*Exercise directions*.
Determine the number of lines in the data below that hold "ceramic"; give nothing but that number.
================
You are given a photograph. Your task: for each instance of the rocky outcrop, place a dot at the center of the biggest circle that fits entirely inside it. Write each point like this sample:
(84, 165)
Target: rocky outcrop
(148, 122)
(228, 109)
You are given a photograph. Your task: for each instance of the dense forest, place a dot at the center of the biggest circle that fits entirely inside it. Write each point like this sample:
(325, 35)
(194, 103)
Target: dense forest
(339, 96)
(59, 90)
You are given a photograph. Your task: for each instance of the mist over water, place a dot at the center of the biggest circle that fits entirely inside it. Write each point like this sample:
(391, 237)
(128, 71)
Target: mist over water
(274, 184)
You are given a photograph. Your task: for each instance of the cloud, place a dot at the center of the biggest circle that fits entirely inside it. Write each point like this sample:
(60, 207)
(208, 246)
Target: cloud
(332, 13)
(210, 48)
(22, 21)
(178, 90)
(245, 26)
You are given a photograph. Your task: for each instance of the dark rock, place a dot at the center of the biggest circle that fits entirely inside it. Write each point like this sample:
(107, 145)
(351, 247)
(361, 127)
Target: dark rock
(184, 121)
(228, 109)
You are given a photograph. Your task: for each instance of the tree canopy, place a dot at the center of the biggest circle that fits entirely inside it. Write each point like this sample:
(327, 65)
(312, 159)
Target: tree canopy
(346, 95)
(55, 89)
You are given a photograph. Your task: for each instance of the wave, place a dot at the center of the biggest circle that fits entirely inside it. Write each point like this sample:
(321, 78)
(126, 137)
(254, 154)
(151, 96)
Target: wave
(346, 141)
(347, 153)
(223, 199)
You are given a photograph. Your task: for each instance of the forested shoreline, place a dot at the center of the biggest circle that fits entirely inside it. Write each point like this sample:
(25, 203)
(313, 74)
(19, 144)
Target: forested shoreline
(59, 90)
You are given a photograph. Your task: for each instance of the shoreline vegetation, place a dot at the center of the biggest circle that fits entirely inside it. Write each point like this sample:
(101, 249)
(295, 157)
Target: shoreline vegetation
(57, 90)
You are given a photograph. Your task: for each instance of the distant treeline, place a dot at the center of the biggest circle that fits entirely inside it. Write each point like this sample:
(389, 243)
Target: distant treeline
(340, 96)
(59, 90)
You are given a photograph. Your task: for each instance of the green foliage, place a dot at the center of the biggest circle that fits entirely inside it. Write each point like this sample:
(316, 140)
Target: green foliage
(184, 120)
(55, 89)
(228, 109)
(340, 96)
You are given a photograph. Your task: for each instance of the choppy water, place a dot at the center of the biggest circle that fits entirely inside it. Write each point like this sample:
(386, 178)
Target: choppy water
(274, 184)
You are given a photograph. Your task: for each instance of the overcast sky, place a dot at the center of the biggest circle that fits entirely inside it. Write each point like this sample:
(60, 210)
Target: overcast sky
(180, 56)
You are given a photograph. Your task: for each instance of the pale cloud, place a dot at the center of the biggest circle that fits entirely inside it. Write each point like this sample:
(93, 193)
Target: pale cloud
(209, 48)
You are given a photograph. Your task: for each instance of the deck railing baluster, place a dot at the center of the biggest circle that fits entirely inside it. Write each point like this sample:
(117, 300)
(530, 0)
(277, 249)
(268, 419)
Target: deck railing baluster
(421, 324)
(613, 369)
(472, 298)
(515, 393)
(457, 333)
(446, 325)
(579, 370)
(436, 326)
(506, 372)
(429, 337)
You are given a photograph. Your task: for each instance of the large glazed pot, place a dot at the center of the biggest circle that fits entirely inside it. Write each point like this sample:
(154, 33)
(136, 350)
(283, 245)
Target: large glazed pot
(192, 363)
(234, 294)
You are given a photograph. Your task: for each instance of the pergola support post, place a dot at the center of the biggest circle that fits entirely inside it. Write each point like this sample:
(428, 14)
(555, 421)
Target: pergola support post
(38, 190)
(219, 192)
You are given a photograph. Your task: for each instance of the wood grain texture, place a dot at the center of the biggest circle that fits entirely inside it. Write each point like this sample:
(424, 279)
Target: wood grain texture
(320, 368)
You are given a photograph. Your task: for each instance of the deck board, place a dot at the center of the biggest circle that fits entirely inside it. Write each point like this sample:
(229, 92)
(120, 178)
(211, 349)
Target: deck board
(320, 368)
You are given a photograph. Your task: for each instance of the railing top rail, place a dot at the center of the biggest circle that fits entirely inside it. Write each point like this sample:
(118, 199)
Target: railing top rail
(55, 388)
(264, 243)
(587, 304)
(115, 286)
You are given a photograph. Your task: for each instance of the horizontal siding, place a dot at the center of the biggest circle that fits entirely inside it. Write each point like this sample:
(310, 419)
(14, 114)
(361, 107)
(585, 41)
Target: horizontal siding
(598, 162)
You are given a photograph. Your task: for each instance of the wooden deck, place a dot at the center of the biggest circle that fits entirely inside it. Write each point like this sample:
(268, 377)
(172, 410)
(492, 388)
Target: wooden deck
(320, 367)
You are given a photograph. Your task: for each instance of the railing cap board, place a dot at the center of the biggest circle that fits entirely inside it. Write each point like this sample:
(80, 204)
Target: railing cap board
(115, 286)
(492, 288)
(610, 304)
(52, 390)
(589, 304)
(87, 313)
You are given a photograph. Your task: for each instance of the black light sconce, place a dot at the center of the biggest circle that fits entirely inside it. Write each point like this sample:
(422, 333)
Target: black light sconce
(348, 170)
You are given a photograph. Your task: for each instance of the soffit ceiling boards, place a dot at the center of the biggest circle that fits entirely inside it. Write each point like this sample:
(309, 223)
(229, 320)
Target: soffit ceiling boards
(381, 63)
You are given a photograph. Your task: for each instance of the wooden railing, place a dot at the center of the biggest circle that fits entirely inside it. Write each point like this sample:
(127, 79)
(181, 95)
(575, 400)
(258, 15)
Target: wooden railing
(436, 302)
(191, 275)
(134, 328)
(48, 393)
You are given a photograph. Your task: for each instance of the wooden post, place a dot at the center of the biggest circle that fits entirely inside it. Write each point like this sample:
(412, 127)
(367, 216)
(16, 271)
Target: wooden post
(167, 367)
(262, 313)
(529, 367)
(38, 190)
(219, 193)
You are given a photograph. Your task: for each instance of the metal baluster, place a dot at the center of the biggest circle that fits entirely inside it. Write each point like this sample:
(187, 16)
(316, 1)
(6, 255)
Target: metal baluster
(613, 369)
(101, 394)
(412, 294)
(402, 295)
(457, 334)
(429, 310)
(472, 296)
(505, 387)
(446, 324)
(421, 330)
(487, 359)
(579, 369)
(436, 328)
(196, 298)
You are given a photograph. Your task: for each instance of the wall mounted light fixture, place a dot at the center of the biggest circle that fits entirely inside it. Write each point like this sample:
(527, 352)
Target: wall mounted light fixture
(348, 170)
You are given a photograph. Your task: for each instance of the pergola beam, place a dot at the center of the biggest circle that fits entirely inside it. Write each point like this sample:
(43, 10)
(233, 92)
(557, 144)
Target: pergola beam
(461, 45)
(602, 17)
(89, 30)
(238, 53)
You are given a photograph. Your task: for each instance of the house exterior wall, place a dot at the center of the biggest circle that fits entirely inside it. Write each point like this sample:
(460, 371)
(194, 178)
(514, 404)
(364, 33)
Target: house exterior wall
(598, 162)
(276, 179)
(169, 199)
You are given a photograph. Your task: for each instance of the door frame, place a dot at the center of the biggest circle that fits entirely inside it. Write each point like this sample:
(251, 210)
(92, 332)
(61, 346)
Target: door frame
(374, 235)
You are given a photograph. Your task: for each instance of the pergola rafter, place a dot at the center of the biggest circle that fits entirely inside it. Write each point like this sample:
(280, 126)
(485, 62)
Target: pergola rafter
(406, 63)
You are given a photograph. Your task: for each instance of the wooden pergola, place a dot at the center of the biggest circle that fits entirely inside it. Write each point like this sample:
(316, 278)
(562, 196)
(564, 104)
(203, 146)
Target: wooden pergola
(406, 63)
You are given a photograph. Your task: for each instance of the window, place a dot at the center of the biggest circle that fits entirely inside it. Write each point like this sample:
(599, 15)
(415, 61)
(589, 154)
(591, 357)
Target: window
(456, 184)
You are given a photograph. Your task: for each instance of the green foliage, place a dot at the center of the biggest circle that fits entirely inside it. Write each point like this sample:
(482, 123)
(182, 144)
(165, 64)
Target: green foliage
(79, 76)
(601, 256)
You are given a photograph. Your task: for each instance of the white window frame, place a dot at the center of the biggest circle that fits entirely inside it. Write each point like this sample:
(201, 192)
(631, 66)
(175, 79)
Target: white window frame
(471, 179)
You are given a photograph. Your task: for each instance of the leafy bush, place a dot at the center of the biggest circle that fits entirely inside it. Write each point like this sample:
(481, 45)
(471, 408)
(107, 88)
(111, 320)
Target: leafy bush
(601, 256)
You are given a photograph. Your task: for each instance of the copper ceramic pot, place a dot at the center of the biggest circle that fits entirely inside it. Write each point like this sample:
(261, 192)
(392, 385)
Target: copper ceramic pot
================
*Result of this exercise*.
2